== CONSIGNES ==
Renommez « query » en « prompt » dans tous les items ci-dessous, puis recopiez-les sans rien changer d'autre. Laissez les images hors de votre réponse.

_ _ _

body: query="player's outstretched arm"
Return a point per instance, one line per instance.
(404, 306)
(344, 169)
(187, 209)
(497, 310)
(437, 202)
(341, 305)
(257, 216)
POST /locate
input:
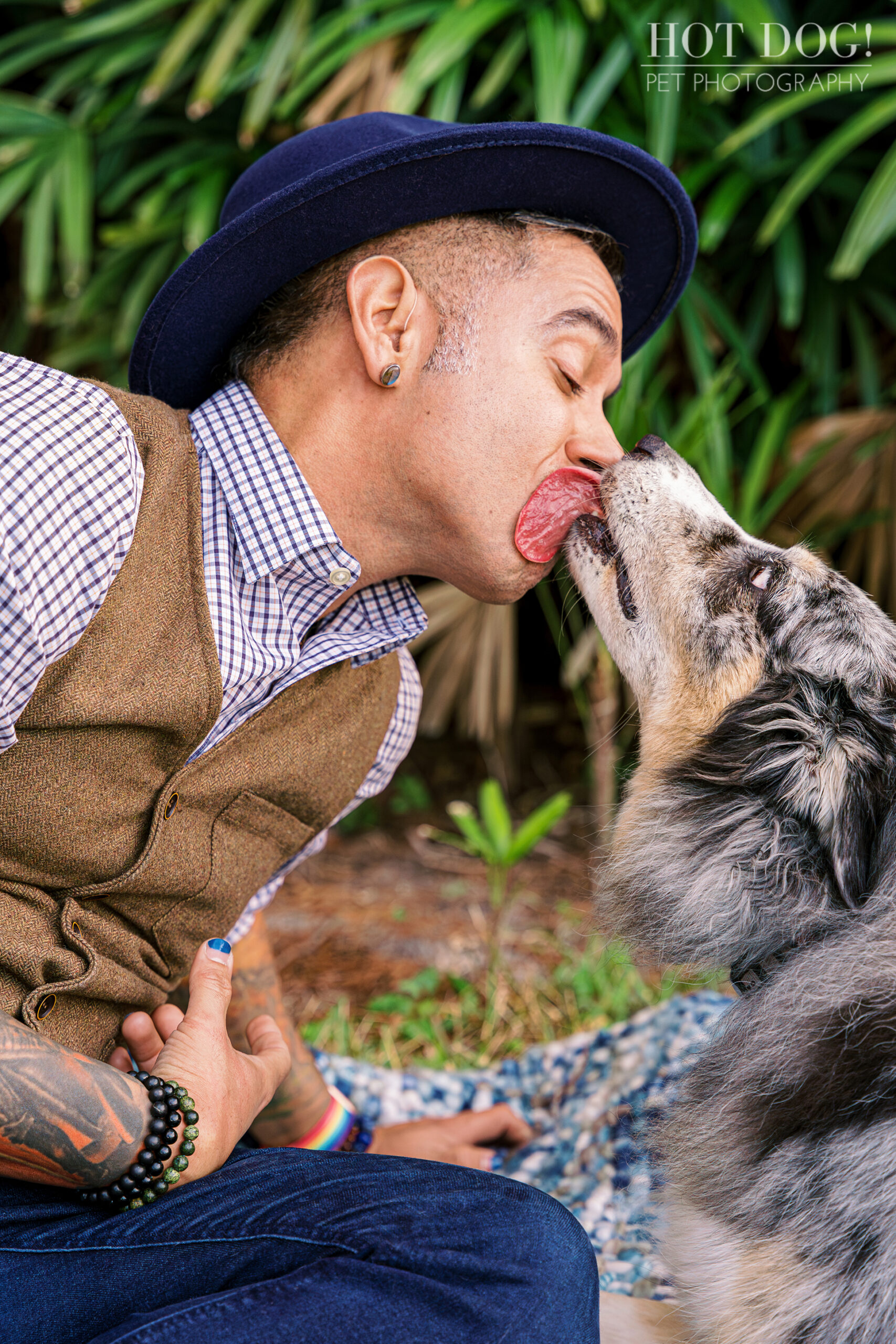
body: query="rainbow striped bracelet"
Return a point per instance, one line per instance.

_ _ _

== SOLUTION PROPOSÉE ==
body: prompt="player's outstretched arm"
Return a point per instance, one line per instance.
(404, 306)
(344, 169)
(187, 209)
(497, 310)
(437, 202)
(341, 305)
(257, 216)
POST /locate
input:
body: prompt="rainbow striped bracelet"
Return a point per instance, one line per instance.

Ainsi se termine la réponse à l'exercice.